Copy every line of the records below word for word. Leave out the pictures.

Dataset rows showing where objects appear
==*==
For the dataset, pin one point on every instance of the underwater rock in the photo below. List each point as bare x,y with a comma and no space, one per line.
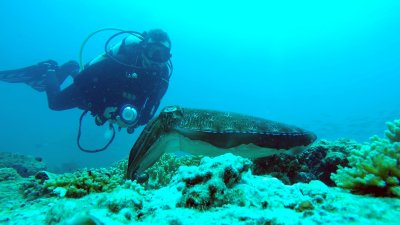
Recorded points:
25,165
249,199
210,184
318,161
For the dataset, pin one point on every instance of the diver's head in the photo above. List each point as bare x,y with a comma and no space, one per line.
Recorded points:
156,47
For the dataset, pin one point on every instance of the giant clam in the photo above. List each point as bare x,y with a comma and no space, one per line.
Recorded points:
212,133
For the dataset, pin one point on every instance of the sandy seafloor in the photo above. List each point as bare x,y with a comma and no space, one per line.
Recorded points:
248,199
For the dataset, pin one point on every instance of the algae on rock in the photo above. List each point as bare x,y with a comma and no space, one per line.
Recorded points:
375,168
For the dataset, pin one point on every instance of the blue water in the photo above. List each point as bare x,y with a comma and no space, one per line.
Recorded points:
331,67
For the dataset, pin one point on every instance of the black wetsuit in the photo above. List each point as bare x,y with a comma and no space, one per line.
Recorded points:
108,83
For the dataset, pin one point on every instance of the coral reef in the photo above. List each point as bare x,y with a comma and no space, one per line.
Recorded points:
316,162
211,183
393,132
77,184
375,168
161,173
8,174
220,190
23,164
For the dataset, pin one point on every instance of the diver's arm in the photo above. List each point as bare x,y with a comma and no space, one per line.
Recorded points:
152,103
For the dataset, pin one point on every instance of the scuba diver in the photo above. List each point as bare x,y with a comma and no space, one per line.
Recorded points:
123,86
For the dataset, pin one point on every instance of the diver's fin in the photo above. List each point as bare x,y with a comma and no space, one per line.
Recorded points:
33,76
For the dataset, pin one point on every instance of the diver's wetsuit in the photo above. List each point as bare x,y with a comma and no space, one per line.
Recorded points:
108,83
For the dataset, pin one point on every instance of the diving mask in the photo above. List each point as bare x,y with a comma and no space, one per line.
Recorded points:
128,114
157,52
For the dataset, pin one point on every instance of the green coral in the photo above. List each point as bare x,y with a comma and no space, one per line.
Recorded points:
393,134
161,173
375,168
84,182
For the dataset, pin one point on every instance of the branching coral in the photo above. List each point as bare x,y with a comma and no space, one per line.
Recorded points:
394,131
375,168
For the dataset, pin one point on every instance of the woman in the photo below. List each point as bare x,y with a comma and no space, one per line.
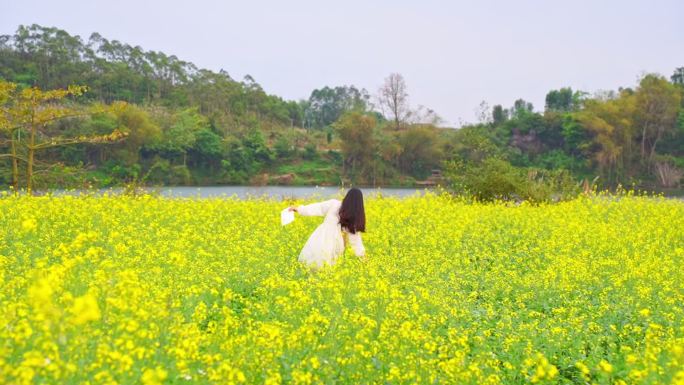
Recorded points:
326,243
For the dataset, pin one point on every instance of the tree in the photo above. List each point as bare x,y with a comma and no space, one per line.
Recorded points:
393,99
678,76
499,114
612,129
326,105
560,100
34,110
358,146
421,150
657,106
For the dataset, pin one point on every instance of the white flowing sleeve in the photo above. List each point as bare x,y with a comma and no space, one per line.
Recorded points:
356,244
316,209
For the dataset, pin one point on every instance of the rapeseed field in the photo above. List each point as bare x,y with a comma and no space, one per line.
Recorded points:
150,290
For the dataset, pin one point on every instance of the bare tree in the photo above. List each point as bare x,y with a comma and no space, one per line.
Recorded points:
393,99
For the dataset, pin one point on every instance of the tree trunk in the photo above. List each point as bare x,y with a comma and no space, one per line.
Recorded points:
643,142
29,167
15,166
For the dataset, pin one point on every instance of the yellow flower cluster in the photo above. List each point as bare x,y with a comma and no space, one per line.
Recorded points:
149,290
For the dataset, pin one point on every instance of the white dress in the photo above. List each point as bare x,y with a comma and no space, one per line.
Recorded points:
326,243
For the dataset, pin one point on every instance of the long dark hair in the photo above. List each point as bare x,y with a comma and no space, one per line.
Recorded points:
352,214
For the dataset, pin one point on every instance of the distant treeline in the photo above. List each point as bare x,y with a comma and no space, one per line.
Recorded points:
186,125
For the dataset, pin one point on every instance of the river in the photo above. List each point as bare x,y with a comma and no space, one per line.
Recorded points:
245,192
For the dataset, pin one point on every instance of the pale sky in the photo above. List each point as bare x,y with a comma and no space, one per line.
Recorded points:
453,54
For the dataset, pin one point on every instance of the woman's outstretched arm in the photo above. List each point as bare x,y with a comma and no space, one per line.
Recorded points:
315,209
356,244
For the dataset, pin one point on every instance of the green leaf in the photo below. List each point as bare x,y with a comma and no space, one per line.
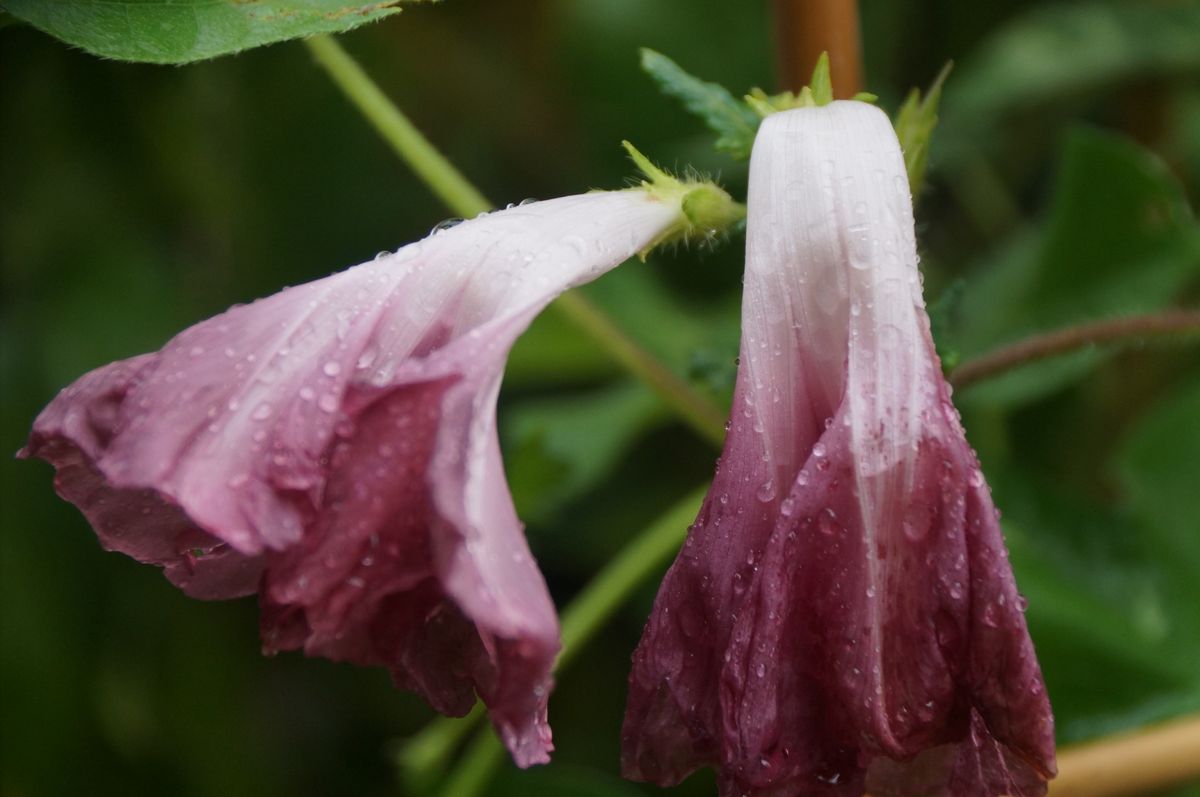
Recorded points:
553,453
179,31
915,127
1119,238
731,119
1157,467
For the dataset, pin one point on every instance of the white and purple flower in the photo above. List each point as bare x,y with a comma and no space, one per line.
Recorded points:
334,449
843,616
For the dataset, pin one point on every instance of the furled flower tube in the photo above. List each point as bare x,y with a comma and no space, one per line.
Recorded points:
334,449
843,616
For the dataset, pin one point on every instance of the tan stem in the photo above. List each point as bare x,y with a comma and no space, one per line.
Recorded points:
1133,763
1041,347
807,28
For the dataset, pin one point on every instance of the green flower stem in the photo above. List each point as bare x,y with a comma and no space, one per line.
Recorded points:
1109,330
462,198
582,618
439,174
694,408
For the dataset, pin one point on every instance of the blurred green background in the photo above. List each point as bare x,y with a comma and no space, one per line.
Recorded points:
137,199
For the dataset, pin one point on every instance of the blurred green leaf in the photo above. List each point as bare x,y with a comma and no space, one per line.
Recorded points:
1158,467
553,453
179,31
731,119
1119,238
562,780
1062,49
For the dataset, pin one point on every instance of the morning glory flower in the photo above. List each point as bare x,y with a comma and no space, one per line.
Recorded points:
334,449
843,616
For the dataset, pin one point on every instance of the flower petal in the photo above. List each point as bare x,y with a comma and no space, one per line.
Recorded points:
843,611
335,448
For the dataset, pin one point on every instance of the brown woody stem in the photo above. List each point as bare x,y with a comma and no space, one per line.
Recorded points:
1062,341
807,28
1133,763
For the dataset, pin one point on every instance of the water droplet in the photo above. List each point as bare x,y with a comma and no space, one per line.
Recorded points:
366,359
827,522
442,226
767,490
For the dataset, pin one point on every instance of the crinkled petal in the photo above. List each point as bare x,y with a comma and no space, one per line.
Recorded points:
334,447
843,615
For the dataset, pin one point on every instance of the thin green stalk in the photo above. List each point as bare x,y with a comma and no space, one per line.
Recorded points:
582,618
439,174
462,198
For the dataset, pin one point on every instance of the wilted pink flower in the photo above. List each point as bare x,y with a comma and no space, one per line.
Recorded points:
334,449
843,616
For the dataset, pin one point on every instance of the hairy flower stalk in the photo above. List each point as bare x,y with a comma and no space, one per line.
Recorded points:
843,617
334,449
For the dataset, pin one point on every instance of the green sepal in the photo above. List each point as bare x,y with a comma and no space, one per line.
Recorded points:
915,127
706,210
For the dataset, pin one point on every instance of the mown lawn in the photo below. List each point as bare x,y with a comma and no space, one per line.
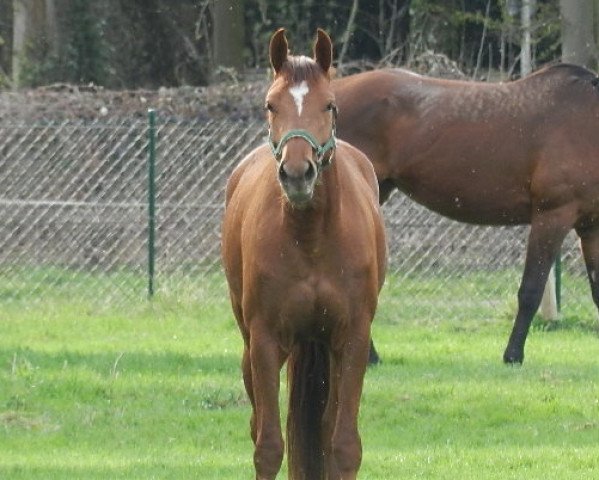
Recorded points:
154,391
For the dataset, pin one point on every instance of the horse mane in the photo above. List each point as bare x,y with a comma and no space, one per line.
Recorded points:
571,71
298,68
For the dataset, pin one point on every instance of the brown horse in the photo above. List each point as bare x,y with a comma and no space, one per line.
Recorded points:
523,152
304,252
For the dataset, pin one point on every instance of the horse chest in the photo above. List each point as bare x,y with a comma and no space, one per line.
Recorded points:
313,306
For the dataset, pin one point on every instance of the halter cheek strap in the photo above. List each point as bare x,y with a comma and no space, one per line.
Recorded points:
320,150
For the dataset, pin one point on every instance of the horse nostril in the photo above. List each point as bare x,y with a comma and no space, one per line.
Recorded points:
283,175
304,171
310,171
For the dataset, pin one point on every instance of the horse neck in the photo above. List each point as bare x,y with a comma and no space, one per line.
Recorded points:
307,225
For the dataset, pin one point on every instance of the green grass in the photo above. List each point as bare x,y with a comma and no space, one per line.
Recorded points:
154,391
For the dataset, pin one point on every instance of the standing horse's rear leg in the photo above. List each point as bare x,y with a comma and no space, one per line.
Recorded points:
547,233
350,365
589,240
266,360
==*==
RESULT
For the dataset, pin one point on every instance of the underwater rock in the photo below. List each point as bare x,y with a comma and no space, one per line.
Recorded points:
25,165
249,199
210,184
318,161
For the dataset, pin one point on every instance of the diver's head in the photo above. List each point as bare x,y with a comma and no space, one per line.
Recorded points:
156,47
For the dataset, pin one point on every instance of the giant clam in the photo above. List each point as bare x,y with a comma and no space, one per line.
Recorded points:
212,133
For the dataset, pin one point on every instance of the sandy seafloor in the photo above. List each point as bare x,y with a comma and no space, one per line.
Recorded points:
248,199
For the dataset, pin one point on every instance of the algae on rock in the photo above. List each point as bare x,y with a comma and no space, one per line.
Recorded points:
375,168
For the dataset, pin one point on every instance of the blue water in the photo above. List each point as bare x,y with a comma and no space, one per line.
Recorded points:
331,67
For the dataset, pin one point on every instance of the black wetsuit in the photo above. List each point as bare x,y with a comma and no space, one per line.
Recorded points:
108,83
For the dataset, pin one point on every instance of the coral reef in the photo above. List each point as bare x,y with a comma and no space, one per line.
Recorded points:
316,162
211,183
393,132
77,184
375,168
161,173
8,174
220,190
23,164
For the dataset, pin one point on every instance of the diver's arm in the photo above. List each point as bare x,y with a comma and no space, one per line.
Recorded points:
152,103
For the dataset, pin one point on every instance of the scuba diver in the photo above. List each point as bare x,y with a comma and no space, one per line.
Recorded points:
123,86
For the dataset, pin one point on every instance of the diver's fin in the photo above. List each point as bare x,y with a comma and no space, one per line.
Recorded points:
33,76
For the dataset, pin one point on every instance of the diver's wetsuit in the photo above. List each point as bare x,y with a comma and no space, one per line.
Recorded points:
108,83
For the dataset, pin one point on every instance of the diving mask in the photo above. List each point as bare x,y with a comma and no space, one per line.
Recorded points:
128,114
157,52
For the dataset, pin one point on every instance of the green coral in the photo above. List each point as bare x,y with a comma and no space, one per line.
Recorded points:
393,134
161,173
375,168
84,182
For the dataset, pin one point on every instance of the branching coral in the photo above. List each point as bare x,y with a comma and no space, one per line.
Recorded points:
394,131
375,168
For the dataset, pin one point on every instance of the woman in the photo below. List each point as bare x,y with a comma and no space, one per line.
Recorded points:
326,243
For the dataset, pin one point on every instance of the tree in the photo above. List each point as bare x,y with a comma and no space, one per line.
Recorded points:
393,99
678,76
499,114
612,129
326,105
560,100
34,110
358,146
421,150
657,106
For the dataset, pin one point on every instance of the white flowing sleeve in the photo above. List each point as bare x,y with a comma and no space, one per line.
Recorded points:
356,244
316,209
For the dataset, pin one point on every instance of the rapeseed field in the photo above. List each point as bare x,y with a comma and no space, one per line.
Recorded points:
150,290
For the dataset, pin one point on every instance of the bare tree in the photo above. List each point as bare x,y with a comma and no space, one per line.
Recorded points:
393,99
For the dataset, pin one point on every instance of the tree trunk in the photo above. List each point as bare x,y with a comma and no space, one per line.
Recorded points:
643,142
29,167
15,166
For the dataset, pin one point on every instance of the yellow flower cluster in the photo above. List each point as bare x,y with a comma and no space, one per line.
Recorded points:
149,290
For the dataset, pin one point on every instance of the white dress in the photo above. List each point as bare x,y with a comma and no space, one per line.
Recorded points:
326,243
For the dataset, pin one point on every instance of the long dark hair in the photo above. List each point as bare x,y with a comma and no space, one per line.
Recorded points:
352,214
For the dataset, pin one point on every instance of the distant treeline in the photo above. List each point as bare x,y with a comma and no space, one per line.
Recorded points:
186,125
For the dataset, pin one point on every instance of the river in the photo above. List each point as bare x,y with a comma and no space, one per line.
Recorded points:
245,192
For the dataset, pin one point on every instance of the pale sky in the photo above. List each point as bare x,y with a comma and no space, one per line.
Recorded points:
453,54
For the dataset, pin one point on every instance of the woman's outstretched arm in the photo above. List each point as bare x,y with a comma and no space, one per line.
Recorded points:
315,209
356,244
For the dataset, pin one point on every instance of the green leaf in the photo below. List each point as bare x,y with a comma and no space, one per line.
Recorded points:
553,453
179,31
915,127
1119,238
731,119
1157,467
For the dataset, pin one point on every instance of the white and purple flower in the photo above. List each point as bare x,y with a comma and no space, one per line.
Recorded points:
334,449
843,616
For the dataset, pin one point on every instance of the furled flower tube in the photo above. List each point as bare x,y with a comma and no space, one per line.
Recorded points:
334,449
843,616
For the dataset, pin one point on every instance of the tan stem in the photo above. List each point as bare x,y with a comma and no space, one per line.
Recorded points:
1133,763
1041,347
807,28
For the dataset, pin one point on every instance of the green flower stem in the photo above. List each point as bare x,y with a comma and no space, one per line.
Recorded points:
1109,330
462,198
582,618
439,174
694,408
For the dataset, pin one point on every instance of the blurred green background in the photo above. List each point as bare x,y with a comma and no space, one per line.
Recorded points:
137,199
For the dataset, pin one point on every instance of the blurred green leaf in the photo above. List each point as bare x,y with a comma and no space, one per line.
Recorded points:
1158,467
553,453
179,31
731,119
1119,238
562,780
1062,49
For the dataset, pin one point on every instance of the morning glory flower in the photo above. List each point as bare x,y with a comma and no space, one per line.
Recorded points:
334,449
843,616
For the dataset, pin one point on every instance of the flower petal in the photo above. List each point as bare x,y with a comma and no space, one per line.
Recorded points:
843,611
335,448
For the dataset, pin one point on every instance of the brown woody stem in the photo above. List each point as bare x,y with a comma and no space, one per line.
Recorded points:
1062,341
807,28
1133,763
For the dataset, pin one point on every instance of the water droplet in the photo above. List each point as bare x,y with a comma and no space, one per line.
Recorded points:
366,359
827,522
442,226
767,490
For the dataset, pin one point on every instance of the crinkled petal in the photo above. List each point as bare x,y with a comma and no space, one per line.
Recorded points:
334,447
843,615
For the dataset, pin one point on every instance of the thin green stalk in the photo above. List each point as bare x,y with a comma and no space, one per line.
Recorded points:
582,618
439,174
462,198
For the dataset, pin one point on every instance of the wilted pink flower in the photo above. List each point as bare x,y with a comma and no space, one per line.
Recorded points:
334,449
843,616
For the dataset, pin one point on every instance of the hairy flower stalk in the photo above. List each point as bare x,y with a comma and no space, one per line.
Recorded points:
843,617
334,449
For the dataset, pin one point on every instance of the green sepal in the photo above. List each point as bare x,y with a comma and no space, one per line.
Recorded points:
915,127
706,210
For the dataset, pin one point on every instance of the mown lawn in the photo below. List each point as bare x,y with a comma and no space, one per line.
Recorded points:
154,391
For the dataset, pin one point on every instance of the horse mane in the photo above. List each point as bare x,y with a comma and no space, one per line.
Recorded points:
571,71
298,68
For the dataset, pin one point on every instance of the brown horse in the photo above. List each point as bare x,y with a comma and no space, one per line.
Recorded points:
523,152
304,252
For the dataset, pin one point on every instance of the horse chest in the photo above. List each point as bare x,y with a comma and no space, one per line.
Recorded points:
313,306
For the dataset, pin one point on every instance of the halter cheek strap in the photo above. List each point as bare x,y with a comma and no space, one per line.
Recorded points:
320,150
For the dataset, pin one point on every instance of the horse nostril in the photo above. List each point as bare x,y with a comma and no space, one per line.
Recorded points:
283,175
304,171
310,171
For the dataset, pin one point on every instance of the horse neck in the photo above. List each point as bare x,y with a comma and no space, one per line.
Recorded points:
307,225
For the dataset, pin one point on every instance of the green grass in the photo above. List each point as bare x,y with a comma and no space, one per line.
Recorded points:
154,391
For the dataset, pin one point on every instance of the standing horse's rear leg in the photo above. List each point as bare x,y with a comma and no space, one per line.
Recorded points:
547,233
350,365
589,240
266,360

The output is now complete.